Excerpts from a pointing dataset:
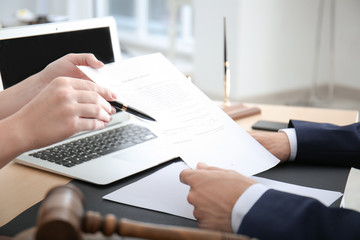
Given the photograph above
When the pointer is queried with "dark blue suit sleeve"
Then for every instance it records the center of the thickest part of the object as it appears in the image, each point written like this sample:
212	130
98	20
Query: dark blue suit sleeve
327	143
279	215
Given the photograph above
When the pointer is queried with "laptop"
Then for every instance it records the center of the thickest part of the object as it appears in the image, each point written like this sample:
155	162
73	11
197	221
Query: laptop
123	148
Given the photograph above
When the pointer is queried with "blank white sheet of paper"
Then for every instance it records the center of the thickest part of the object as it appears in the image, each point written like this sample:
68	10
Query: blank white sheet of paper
195	127
162	191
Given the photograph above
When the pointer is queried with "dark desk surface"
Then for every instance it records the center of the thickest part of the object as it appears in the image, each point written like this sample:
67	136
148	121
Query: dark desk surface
324	177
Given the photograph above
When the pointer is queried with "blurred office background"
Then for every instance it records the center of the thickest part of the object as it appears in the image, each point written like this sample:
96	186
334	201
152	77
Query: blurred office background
295	52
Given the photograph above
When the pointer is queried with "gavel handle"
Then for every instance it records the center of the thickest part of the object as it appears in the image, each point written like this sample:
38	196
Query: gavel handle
129	228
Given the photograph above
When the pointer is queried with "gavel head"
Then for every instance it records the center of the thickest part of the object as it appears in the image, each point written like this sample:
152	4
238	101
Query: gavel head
60	215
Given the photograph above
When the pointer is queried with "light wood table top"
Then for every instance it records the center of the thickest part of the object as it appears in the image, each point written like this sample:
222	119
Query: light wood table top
21	187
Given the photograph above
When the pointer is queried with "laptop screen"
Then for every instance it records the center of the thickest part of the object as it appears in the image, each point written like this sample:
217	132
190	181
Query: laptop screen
22	57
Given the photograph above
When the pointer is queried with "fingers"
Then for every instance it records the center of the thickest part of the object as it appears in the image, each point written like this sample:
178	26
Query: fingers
185	174
91	111
88	124
106	93
85	60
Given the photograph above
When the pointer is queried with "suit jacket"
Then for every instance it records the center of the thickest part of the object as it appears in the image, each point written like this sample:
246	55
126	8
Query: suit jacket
327	143
279	215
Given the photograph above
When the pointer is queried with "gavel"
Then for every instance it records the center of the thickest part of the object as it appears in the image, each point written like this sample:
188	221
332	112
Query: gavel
62	216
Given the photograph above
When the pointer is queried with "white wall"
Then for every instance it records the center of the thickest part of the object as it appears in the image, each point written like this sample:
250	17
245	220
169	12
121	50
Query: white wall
8	8
271	45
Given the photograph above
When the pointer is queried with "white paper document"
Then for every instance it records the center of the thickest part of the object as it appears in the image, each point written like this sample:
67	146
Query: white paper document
196	129
351	199
162	191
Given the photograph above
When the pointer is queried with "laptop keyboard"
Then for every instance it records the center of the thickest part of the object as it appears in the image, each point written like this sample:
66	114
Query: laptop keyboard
82	150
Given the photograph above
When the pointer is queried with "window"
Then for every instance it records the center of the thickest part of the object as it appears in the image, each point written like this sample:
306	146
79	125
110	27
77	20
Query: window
153	25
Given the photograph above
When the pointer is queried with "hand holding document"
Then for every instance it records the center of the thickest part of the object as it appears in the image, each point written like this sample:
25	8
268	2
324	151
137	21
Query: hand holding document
163	192
195	128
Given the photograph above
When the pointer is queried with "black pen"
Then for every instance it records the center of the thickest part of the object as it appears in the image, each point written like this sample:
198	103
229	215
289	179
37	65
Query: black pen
122	107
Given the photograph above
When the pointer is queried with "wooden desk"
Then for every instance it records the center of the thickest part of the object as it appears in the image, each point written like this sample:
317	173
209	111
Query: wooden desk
21	187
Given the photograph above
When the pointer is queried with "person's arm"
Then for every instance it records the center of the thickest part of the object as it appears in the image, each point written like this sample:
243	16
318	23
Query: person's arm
214	192
280	215
15	97
275	215
275	142
327	143
66	106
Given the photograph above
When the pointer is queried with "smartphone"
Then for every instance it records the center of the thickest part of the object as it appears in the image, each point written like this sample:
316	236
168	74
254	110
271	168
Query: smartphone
269	125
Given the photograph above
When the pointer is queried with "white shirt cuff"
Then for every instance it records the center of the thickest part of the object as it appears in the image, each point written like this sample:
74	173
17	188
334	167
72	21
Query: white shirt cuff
245	202
291	133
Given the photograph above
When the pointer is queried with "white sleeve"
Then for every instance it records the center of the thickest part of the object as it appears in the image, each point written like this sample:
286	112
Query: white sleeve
245	203
291	133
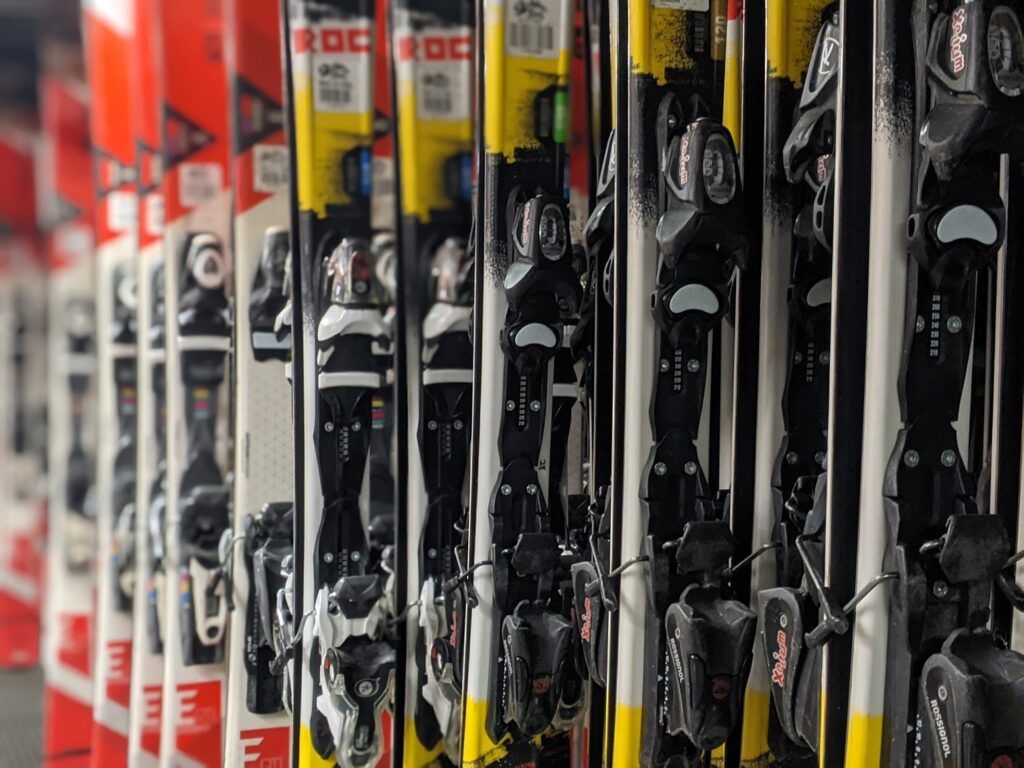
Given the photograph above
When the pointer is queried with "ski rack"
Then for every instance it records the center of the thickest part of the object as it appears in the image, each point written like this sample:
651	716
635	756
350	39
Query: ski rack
196	179
949	551
65	182
345	588
145	695
257	716
108	46
527	295
433	369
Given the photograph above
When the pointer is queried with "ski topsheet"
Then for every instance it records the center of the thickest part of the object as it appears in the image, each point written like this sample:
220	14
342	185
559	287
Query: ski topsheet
65	185
345	273
151	583
108	31
522	690
257	722
433	62
197	341
24	404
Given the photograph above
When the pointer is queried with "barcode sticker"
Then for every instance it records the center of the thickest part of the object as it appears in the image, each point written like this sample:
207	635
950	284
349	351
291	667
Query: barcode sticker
442	74
269	168
699	5
199	182
341	69
121	211
532	28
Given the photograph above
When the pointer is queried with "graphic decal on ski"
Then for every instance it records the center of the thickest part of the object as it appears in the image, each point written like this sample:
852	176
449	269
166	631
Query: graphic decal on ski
197	342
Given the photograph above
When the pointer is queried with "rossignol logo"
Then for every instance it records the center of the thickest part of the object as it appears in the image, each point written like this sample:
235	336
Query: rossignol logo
780	655
587	619
956	39
435	47
940	726
335	39
677	660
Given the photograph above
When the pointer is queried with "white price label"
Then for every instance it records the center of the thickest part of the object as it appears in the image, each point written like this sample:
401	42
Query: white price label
199	182
121	211
442	74
699	5
341	68
534	28
154	214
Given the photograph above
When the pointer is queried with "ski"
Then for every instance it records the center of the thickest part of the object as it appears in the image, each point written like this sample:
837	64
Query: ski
258	723
522	690
433	64
197	342
24	409
145	694
108	33
803	49
950	523
344	275
72	404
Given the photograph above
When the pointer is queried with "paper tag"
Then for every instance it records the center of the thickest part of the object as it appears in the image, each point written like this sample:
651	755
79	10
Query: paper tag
153	208
699	5
121	211
341	71
532	28
269	168
198	182
442	87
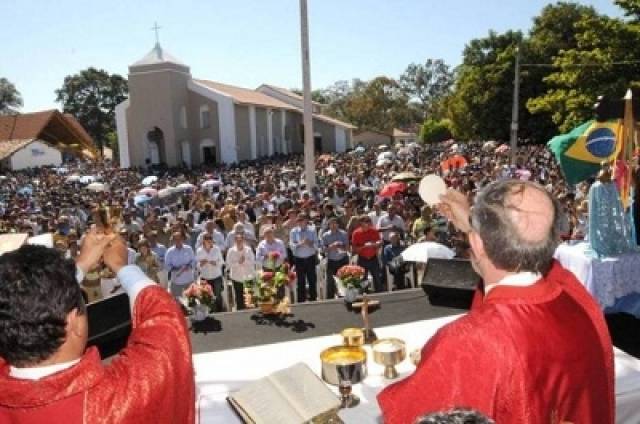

EXERCISE:
Which lines in the material above contain the string "surface"? Return every one of them in full.

WRITTEN ANSWER:
When the pointer is queried with "dark desk surface"
Query: dark desk surface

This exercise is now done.